- _ZU ERLEDIGEN_
Sammle aus den folgenden Datensätzen jede Zeile, in der das Wort „above“ vorkommt, und gib sie wortgetreu wieder.

- _ZU VERARBEITENDE DATEN_
((

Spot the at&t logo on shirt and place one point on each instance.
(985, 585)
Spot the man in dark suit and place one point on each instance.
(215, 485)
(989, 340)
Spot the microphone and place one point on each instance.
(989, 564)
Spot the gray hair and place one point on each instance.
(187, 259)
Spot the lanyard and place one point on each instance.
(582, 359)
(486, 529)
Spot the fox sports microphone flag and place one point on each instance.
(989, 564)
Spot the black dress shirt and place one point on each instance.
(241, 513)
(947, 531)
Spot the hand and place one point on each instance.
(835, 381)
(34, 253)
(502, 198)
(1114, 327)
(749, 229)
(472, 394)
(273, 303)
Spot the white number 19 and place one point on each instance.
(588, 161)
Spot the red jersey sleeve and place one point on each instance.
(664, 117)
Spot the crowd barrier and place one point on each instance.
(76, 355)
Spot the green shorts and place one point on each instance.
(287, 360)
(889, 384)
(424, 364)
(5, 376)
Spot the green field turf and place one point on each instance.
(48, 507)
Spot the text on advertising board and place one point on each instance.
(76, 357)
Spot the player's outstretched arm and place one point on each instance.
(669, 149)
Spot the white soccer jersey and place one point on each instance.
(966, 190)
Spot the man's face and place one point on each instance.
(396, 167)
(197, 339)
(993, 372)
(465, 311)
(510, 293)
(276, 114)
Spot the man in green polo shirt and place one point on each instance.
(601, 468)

))
((

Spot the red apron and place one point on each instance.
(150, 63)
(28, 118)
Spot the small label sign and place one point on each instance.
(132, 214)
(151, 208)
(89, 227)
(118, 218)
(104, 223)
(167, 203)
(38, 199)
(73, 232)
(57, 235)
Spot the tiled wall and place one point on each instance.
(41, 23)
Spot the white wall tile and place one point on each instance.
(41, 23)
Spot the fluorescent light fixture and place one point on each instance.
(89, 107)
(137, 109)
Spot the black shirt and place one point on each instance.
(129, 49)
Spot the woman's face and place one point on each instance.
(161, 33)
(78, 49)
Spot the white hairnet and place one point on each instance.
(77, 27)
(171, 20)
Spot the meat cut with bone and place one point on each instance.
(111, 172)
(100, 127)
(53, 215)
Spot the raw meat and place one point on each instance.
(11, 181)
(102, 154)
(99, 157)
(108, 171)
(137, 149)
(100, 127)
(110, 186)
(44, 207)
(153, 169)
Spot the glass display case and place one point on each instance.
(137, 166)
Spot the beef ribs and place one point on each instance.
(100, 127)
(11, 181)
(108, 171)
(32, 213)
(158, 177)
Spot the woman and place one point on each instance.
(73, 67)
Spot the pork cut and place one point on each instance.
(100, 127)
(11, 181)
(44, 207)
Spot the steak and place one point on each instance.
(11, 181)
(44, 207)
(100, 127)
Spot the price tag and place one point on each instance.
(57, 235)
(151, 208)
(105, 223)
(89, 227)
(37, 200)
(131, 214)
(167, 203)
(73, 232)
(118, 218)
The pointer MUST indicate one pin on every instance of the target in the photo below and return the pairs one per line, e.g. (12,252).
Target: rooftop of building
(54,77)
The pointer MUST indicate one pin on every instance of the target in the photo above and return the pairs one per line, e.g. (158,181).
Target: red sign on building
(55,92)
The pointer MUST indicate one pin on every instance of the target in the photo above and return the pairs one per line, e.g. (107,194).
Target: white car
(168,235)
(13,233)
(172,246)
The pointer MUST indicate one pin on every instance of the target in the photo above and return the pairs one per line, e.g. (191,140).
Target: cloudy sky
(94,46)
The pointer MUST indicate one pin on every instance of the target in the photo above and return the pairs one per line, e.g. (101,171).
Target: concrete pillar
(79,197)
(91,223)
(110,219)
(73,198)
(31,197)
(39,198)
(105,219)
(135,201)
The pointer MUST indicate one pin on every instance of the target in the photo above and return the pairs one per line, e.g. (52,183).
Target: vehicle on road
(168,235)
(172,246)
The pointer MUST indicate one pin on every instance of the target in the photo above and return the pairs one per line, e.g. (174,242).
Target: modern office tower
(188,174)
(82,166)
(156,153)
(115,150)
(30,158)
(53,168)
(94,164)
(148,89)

))
((

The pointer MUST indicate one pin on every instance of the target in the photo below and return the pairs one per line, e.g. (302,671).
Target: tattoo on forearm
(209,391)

))

- _DIE ANTWORT_
The pointer MUST indicate one pin on every instance of the target in the photo above and return the pairs one per line, e.g. (158,181).
The pointer MUST indicate one pin on every instance of the target in the photo above and return the pairs one per line, e.g. (107,194).
The pointer MUST indicate one pin on every instance of the target in the photo above and return the pairs one per line, e.g. (191,140).
The pointer MUST indicate one pin on every instance of the target in the photo above and return the pairs one per line, e.g. (101,171).
The pointer MUST indicate one pin on every instance of the target in the photo above and return the pairs one per line, e.g. (52,183).
The pointer MUST indicate one pin on every instance of the target in the photo above and return the pairs one per line, e.g. (174,242).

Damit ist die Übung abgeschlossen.